(Excerpts of labeled region data)

----------

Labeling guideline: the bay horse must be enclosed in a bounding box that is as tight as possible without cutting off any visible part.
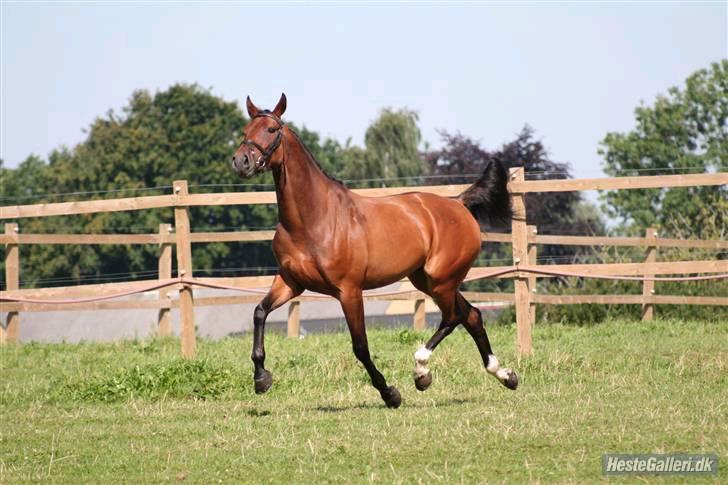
[232,94,518,408]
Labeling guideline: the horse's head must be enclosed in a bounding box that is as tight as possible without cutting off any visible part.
[233,94,286,178]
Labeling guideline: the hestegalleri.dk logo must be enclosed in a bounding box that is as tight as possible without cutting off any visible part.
[602,453,718,475]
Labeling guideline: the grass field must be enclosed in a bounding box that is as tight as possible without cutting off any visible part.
[0,321,728,483]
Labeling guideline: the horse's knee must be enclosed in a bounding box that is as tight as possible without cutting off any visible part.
[253,303,268,325]
[250,348,265,364]
[352,342,369,362]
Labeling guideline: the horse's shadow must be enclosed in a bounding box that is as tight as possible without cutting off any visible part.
[310,397,475,413]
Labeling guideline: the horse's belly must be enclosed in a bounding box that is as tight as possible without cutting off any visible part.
[364,218,427,288]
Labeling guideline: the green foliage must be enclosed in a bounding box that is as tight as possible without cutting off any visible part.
[0,320,728,483]
[342,108,426,186]
[65,359,242,402]
[0,84,430,286]
[601,59,728,235]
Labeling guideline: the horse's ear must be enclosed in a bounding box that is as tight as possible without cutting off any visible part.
[245,96,258,119]
[273,93,286,118]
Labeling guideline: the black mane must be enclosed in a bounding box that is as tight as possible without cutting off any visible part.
[288,127,346,187]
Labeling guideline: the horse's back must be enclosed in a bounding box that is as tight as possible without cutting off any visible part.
[357,192,480,284]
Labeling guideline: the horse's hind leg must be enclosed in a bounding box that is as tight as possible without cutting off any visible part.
[457,292,518,390]
[339,290,402,408]
[409,269,465,391]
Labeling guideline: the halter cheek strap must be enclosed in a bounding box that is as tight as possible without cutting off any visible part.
[241,111,285,169]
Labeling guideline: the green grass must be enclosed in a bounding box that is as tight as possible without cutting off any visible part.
[0,321,728,483]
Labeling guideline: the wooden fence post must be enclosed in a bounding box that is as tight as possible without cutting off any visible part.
[173,180,196,359]
[526,226,538,327]
[0,222,20,345]
[412,298,427,330]
[510,167,533,355]
[288,301,301,338]
[157,224,172,337]
[642,227,657,322]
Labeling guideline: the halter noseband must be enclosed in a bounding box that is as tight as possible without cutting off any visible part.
[241,111,285,169]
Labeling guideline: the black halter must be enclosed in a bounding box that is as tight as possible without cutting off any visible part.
[241,111,285,169]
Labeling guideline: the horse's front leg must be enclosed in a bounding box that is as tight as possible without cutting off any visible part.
[251,274,303,394]
[339,290,402,408]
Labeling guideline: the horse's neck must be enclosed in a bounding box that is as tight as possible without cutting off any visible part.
[273,132,346,232]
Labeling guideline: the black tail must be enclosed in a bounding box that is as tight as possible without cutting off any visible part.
[457,160,513,227]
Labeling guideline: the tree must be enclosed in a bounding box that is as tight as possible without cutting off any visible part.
[0,84,430,286]
[426,125,604,244]
[342,108,426,185]
[600,59,728,234]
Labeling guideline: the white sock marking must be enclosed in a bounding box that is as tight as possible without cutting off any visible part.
[486,354,513,382]
[414,346,432,377]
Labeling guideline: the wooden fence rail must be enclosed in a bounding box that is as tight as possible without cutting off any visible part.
[0,169,728,357]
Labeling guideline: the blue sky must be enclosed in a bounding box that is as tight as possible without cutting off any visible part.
[0,0,728,177]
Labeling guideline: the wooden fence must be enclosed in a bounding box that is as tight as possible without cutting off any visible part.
[0,168,728,357]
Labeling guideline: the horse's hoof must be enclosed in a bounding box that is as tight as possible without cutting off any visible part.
[381,386,402,409]
[415,371,432,391]
[255,370,273,394]
[502,369,518,391]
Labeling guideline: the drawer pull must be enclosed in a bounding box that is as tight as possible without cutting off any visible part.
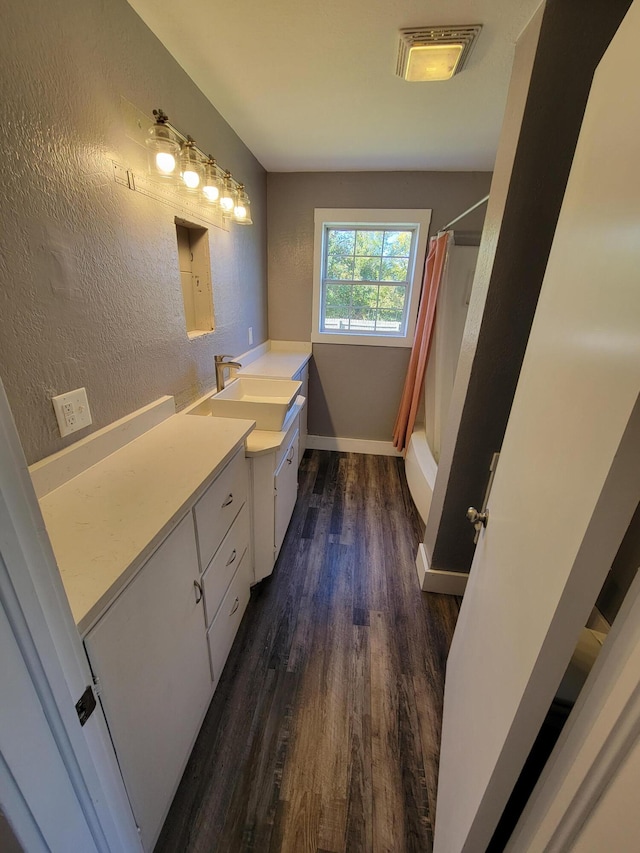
[193,581,204,604]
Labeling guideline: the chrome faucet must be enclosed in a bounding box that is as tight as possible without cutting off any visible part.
[218,355,242,391]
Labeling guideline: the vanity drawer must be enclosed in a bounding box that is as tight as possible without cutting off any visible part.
[207,555,249,684]
[202,504,249,626]
[193,450,248,572]
[273,414,300,471]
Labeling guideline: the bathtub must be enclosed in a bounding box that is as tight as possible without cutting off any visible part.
[405,428,438,524]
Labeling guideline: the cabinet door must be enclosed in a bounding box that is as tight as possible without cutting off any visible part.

----------

• _Direction_
Change every "as tight as possible" in the data above to "as snug as possible" and leave everything else the same. Omit the pictures from your answer.

• _Exercise answer_
Labeling guideline: the bay horse must be enclosed in a bounding box that is as snug as possible without cutting off any visible part.
[232,94,518,408]
Labeling guideline: the horse's head must be enclosed in a bounding box that is as snug as possible without cutting off any visible part.
[233,94,286,178]
Labeling guideline: the hestegalleri.dk logo must be enclosed in a bounding box that is as snug as possible without cutting off any visible part.
[602,453,718,475]
Labeling guideline: the grass field must be enclosed in a bounding box that is as snug as possible without cutting off any visible part.
[0,321,728,483]
Labeling guideline: the horse's knee must be enclosed in a bounding box that is as snug as possible without cutting off any visible part.
[253,303,268,325]
[250,348,265,364]
[352,342,369,362]
Labeling guideline: the horse's shadow must be enclosed in a bounding box that is as snug as possible without cutting off any visible part.
[310,397,475,413]
Labeling guideline: the horse's belly must be enclosed in a bounding box that is as snug as possible without cutting off any visible part.
[364,218,427,288]
Labeling guideline: the green foliage must be enclosed in a bounding box that is as snug as possible without cutting off any visible part.
[0,320,728,483]
[342,108,426,186]
[65,359,242,402]
[0,84,430,286]
[601,59,728,235]
Labeling guideline: the horse's ear must be enclosed in a bounding box that is as snug as possible without cutting off any visible part.
[245,96,258,119]
[273,93,286,118]
Labeling guideline: the black mane must be enclosed in a bounding box that is as snug as possible without cutting off any visible part.
[288,127,346,187]
Labeling guideline: the horse's back must be enclosed in a bounding box that is as snug as possible without cutting off any visible part.
[357,192,480,284]
Labeling guideline: the horse's hind leg must be enclosed in a bounding box that is as snug as possible without cutting off any visible part.
[457,292,518,390]
[339,290,402,408]
[409,269,465,391]
Labeling guideline: the halter cheek strap must be enclosed in a bounding box that is as snug as possible without cutting off any visible part.
[241,111,285,169]
Labeling guideline: the green grass must be enclosed in a bounding box that is as snug as possible without cutting off any visible part.
[0,321,728,483]
Labeling guideline: the wooden fence post must be enclosed in a bounding box that is as snug as possible without cutting off any visible part.
[173,180,196,359]
[526,226,538,327]
[0,222,20,345]
[412,298,427,330]
[510,167,533,355]
[288,301,301,338]
[157,224,172,337]
[642,227,657,322]
Labeling guideline: the halter noseband must be enclosed in a bounding box that is as snug as possible without cutting off any visible part.
[241,111,285,169]
Labeling guideline: the black halter must be enclosed in a bounding box that is as snug as possible without cutting off any visible part.
[241,111,285,169]
Labeling guideline: the horse's front leg must be enclosed in a bounding box that is as snug as possible without cutting off any visible part.
[251,274,303,394]
[339,290,402,408]
Labeling guideline: the horse's neck must be enclosed in a bounding box that is as snug as possible without cutting off any visible part.
[273,132,346,232]
Labeling guideline: the black tail must be enclosed in a bounding box that is as snug as possible without cutting off any visible part.
[457,160,513,227]
Labeling guideline: the tree must be enclosed in a bounding box that is as snug as possible without cutting off any visible part.
[0,84,430,286]
[426,125,604,244]
[342,108,426,185]
[600,59,728,234]
Labeling guideline: the white sock marking must be enclosed in a bounding box that is as snug as possible without cutting off any visible part.
[486,354,513,382]
[414,346,432,377]
Labeling guideline: the wooden fence rail must be enclosed in a bounding box that is as snug as possible without cutting off any visible part.
[0,169,728,357]
Labeling guideline: the blue sky must be enclosed in a bounding box that is as snug as possible without cutting off any visible part.
[0,0,728,177]
Labeling guideline: the wooden fence must be enclosed in a bounding box that is as snug as possible without cutting off any visible part.
[0,168,728,357]
Labeling guideline: the horse's hoof must be enclosed in a bounding box that is as snug as possible without cutting off any visible part.
[381,386,402,409]
[415,371,432,391]
[255,370,273,394]
[502,369,518,391]
Labeling guideline: the drawer pull must be enclosed in a bounding box that is as snug as possible without cutting off any visible part.
[193,581,204,604]
Labeling guideline: the chrome faucet must be enclosed in a bounding box that is as snug as possible without cutting off any visible part.
[218,355,242,391]
Labeling guideline: the vanity drawer must be enclosed in a bounding box that is as snug as possible without cutting off any visible part.
[207,555,249,684]
[202,504,249,626]
[193,450,248,572]
[273,414,300,471]
Labeling guideline: the bathtub must be enclosed in a bounding box that is as snug as possible without cutting off any visible part.
[405,428,438,524]
Labeling guideline: the cabinet door must be enclosed in a bounding box that is as snug as possible without cutting off any visible part.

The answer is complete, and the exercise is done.